◆ **Request**
Turn the paragraph of the capstone project page that begins "The data suggests that the motivation" into a short bulleted list that keeps its main findings.

The Capstone Project

Project:

Josh Bowyer (centre of the photo with his certificate), Construction Engineering Management Student – £1,500 Engineers in Business Prize

Project Summary: The world environmental crisis is reaching its climax where the damage done to the environment will no longer be reversible. It is common knowledge that the built environment is a main cause of CO2 emissions and that the use of environmental technologies and home improvements can have the ability to reduce a household’s carbon output.

This thesis examines whether heritage dwellings whose material fabric is protected by statute due to their aesthetic, evidential, communal or historic have a future in providing accommodation in a net zero carbon world. Josh’s research examined the current retrofitting technologies available to heritage dwellings and how they may affect their protected heritage fabric.·

The data suggests that the motivation of a heritage homeowner is different to that of modern property owners. This is because a certain type of person with a certain worldview is attracted to heritage properties. The results demonstrated that homeowners in older period houses were less environmentally concerned and were far less likely to make changes to their lifestyles to minimise their environmental impact. Other stumbling blocks to homeowners adopting sustainable technologies were the economic costs and lack of Government support in the form of grants and incentives.

Impact: The new Building Regulation changes coming in 2022 are setting clear targets on new build and existing housing stock which may lead to the degradation of the UK’s heritage building stock. This research demonstrates that there is a growth of new products and technologies being developed to make our existing housing stock far more sustainable in its use of energy. However, we are currently at the limitations of both the availability of these technologies and how they can be introduced into the fabric of these buildings without detrimental effects on their character and within the economic means and will of their owners.

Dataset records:

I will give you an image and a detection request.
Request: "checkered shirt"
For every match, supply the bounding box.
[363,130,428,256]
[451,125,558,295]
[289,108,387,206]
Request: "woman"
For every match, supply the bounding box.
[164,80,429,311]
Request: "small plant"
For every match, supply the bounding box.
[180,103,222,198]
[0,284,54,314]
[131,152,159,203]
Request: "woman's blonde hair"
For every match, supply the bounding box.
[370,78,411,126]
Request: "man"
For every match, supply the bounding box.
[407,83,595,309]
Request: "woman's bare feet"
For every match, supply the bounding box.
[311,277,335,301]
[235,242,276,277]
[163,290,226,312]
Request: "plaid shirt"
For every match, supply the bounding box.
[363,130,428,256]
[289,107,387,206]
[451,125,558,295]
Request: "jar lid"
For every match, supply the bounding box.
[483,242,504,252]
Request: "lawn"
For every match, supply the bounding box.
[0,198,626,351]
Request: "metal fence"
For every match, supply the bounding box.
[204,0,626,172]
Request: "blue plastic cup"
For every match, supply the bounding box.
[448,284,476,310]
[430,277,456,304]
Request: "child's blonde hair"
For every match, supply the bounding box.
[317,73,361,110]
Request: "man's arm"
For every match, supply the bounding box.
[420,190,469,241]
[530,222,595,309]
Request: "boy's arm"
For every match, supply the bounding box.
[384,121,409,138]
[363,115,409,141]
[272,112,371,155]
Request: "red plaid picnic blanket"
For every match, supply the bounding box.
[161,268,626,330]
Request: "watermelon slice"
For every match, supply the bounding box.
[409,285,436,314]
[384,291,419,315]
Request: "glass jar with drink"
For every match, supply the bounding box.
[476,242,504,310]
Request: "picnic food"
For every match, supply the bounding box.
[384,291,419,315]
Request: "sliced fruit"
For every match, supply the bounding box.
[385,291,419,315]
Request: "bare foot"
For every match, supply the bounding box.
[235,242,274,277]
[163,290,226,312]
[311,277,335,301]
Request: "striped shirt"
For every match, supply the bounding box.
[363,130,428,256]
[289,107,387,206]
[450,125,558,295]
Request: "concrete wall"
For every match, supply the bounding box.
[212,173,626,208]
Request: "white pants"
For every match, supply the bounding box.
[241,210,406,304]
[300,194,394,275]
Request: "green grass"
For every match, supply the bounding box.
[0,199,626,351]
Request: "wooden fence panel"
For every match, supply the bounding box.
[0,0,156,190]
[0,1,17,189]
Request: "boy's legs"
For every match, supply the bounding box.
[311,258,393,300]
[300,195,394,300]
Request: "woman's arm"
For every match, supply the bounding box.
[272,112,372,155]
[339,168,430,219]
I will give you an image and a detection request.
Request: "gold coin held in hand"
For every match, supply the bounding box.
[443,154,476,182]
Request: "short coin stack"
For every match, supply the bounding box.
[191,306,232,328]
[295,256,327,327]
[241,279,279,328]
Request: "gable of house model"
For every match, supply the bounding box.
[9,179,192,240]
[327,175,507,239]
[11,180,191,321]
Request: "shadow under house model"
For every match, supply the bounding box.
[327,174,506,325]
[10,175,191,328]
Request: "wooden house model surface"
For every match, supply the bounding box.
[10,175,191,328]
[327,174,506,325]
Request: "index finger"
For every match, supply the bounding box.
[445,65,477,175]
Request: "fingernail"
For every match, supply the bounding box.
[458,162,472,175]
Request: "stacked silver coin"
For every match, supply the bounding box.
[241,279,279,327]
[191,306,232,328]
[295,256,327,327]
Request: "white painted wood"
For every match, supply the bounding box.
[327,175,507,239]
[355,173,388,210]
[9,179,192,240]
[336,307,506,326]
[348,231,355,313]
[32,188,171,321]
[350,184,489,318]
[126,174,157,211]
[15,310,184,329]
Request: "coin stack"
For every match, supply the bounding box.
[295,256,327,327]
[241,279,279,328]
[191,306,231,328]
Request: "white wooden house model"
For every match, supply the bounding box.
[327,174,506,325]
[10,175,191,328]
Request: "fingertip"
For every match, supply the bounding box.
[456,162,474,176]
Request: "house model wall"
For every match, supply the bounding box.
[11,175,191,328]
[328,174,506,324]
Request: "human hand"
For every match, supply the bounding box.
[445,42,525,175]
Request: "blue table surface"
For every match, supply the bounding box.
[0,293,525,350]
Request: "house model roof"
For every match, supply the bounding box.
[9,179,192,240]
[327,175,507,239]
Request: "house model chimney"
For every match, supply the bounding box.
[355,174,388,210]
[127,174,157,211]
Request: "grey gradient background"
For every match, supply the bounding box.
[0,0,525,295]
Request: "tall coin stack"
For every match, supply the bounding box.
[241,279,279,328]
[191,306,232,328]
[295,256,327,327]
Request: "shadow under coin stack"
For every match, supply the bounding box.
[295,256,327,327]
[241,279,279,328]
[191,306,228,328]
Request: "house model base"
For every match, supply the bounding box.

◆ **The reply**
- Heritage homeowners are motivated differently from modern property owners, because heritage properties attract a certain type of person with a certain worldview.
- Owners of older period houses were less environmentally concerned and far less likely to change their lifestyles to reduce their environmental impact.
- Economic costs and a lack of Government grants and incentives also kept homeowners from adopting sustainable technologies.